┏━━
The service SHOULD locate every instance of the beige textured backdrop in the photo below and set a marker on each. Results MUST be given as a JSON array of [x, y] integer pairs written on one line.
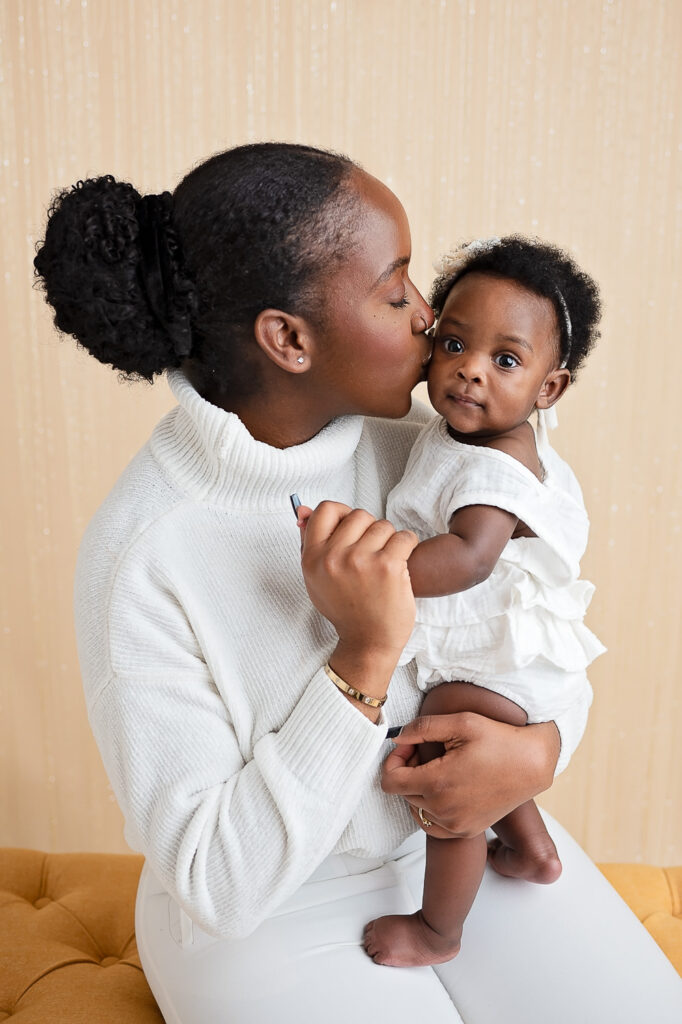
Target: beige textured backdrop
[[548, 117]]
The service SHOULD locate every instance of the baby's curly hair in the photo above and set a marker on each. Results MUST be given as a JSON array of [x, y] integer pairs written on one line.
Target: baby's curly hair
[[543, 268]]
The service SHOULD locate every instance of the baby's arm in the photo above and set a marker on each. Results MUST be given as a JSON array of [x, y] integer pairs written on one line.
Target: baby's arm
[[463, 557]]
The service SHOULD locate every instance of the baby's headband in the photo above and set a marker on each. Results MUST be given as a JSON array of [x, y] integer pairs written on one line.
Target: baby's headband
[[454, 262]]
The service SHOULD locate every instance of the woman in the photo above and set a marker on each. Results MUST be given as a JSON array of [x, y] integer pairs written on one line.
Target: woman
[[274, 286]]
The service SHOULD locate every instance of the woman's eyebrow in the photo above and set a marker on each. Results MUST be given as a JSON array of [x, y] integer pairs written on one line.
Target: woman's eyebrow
[[391, 268]]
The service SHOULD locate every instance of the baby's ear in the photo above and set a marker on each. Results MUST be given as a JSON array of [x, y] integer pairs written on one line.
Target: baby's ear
[[553, 387]]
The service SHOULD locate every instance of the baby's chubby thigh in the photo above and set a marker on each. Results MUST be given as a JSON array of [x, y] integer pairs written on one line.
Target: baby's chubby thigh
[[454, 696]]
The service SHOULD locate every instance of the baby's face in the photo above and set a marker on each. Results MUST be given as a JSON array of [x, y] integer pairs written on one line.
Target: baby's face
[[495, 344]]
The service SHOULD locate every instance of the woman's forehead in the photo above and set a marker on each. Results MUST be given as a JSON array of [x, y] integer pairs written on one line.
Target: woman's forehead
[[382, 240]]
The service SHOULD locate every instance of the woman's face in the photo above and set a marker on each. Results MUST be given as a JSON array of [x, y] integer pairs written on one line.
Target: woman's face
[[373, 349]]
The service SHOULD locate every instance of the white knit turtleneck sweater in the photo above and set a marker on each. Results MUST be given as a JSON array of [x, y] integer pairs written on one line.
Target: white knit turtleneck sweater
[[237, 763]]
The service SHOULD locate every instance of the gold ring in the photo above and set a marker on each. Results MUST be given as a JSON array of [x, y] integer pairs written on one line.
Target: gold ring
[[425, 821]]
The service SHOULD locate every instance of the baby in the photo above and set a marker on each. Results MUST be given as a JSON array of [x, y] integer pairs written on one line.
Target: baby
[[502, 526]]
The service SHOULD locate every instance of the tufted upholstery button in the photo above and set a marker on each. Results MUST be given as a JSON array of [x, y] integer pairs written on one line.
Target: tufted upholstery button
[[50, 962]]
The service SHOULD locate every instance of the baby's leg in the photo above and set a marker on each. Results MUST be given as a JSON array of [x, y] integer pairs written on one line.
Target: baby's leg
[[524, 849], [454, 866]]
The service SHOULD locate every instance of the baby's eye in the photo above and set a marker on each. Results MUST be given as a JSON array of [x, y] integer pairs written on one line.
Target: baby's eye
[[453, 345], [507, 361]]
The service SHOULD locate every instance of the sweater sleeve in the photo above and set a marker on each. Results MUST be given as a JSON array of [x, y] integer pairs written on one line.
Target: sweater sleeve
[[230, 836]]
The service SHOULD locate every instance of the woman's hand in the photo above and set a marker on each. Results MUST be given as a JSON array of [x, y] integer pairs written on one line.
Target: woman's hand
[[488, 768], [355, 570]]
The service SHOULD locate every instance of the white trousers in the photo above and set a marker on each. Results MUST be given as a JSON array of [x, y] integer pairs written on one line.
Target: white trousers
[[571, 952]]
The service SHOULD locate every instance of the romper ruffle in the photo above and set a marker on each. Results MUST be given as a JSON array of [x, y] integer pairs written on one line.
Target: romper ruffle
[[521, 628]]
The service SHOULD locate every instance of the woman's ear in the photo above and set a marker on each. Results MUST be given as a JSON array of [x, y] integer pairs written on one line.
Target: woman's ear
[[285, 339], [553, 387]]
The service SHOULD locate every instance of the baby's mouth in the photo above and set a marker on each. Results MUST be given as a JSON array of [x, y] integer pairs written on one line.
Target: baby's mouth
[[464, 399]]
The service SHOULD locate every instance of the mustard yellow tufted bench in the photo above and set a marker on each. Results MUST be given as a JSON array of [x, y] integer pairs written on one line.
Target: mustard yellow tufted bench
[[68, 952]]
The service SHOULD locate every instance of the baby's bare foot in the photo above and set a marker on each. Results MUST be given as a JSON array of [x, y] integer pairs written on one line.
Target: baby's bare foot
[[540, 864], [407, 940]]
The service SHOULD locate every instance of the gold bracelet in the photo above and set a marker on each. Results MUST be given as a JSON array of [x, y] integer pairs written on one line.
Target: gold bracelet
[[352, 692]]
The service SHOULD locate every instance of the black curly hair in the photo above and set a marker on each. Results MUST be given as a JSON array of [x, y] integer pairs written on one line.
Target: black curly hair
[[545, 269], [254, 227]]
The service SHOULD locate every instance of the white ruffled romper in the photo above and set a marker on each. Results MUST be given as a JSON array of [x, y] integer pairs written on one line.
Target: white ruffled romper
[[519, 633]]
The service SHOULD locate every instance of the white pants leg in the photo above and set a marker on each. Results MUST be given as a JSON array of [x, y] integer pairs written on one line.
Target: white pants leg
[[567, 953]]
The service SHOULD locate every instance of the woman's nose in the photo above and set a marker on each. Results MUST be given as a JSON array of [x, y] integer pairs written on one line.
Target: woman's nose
[[422, 318]]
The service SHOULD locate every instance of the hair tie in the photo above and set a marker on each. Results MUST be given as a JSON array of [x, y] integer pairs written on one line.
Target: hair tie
[[159, 251]]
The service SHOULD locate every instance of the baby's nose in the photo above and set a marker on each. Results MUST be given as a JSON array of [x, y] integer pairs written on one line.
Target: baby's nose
[[421, 321]]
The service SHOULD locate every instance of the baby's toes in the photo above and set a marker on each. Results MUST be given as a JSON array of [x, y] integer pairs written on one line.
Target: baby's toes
[[369, 939]]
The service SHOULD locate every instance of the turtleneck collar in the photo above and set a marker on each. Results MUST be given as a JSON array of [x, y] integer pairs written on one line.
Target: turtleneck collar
[[213, 457]]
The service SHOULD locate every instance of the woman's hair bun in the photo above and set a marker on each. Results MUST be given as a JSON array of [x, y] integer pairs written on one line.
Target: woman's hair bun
[[111, 267]]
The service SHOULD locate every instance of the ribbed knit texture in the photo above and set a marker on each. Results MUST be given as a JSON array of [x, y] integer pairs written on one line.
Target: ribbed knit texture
[[238, 764]]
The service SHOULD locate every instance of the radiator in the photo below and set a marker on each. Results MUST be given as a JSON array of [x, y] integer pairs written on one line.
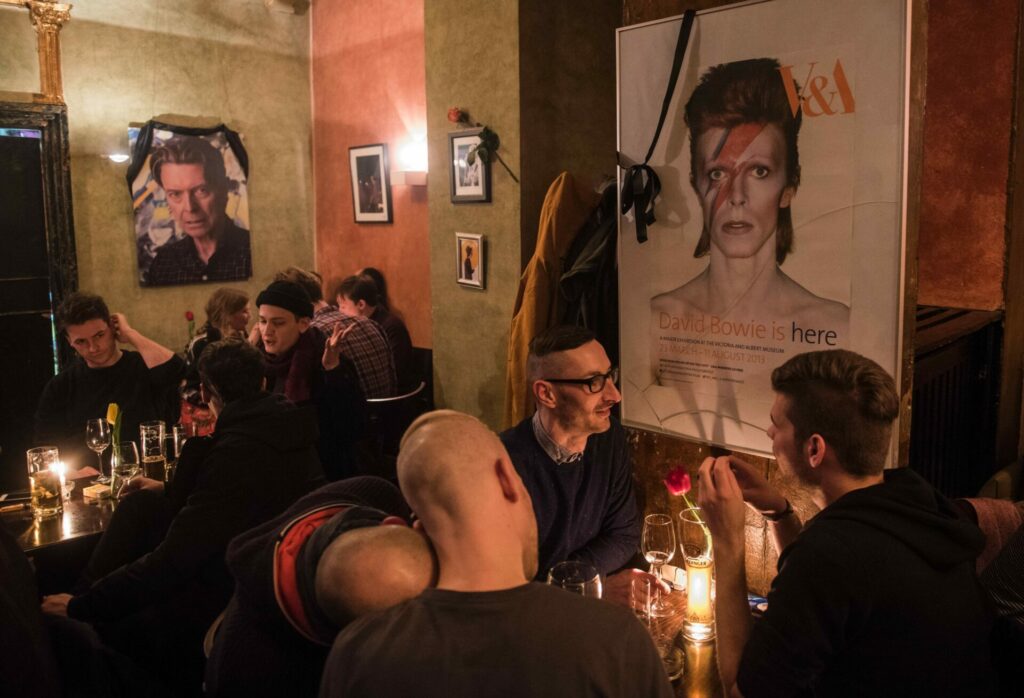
┗━━
### What you have to do:
Only lines holding the word "below" are wanted; copy each one from the listing.

### Task result:
The service SHOULD locate every instance of the beige textured backdrop in the photo below and set a marker on each. Results MUST be given as a JSON array of [x, y] integer pairs written on one line.
The service SHOULD locate every instance of the radiator in the photo below and set a marker on each. Results MUST be given as a JSON array of [x, y] integer pairs written on one line.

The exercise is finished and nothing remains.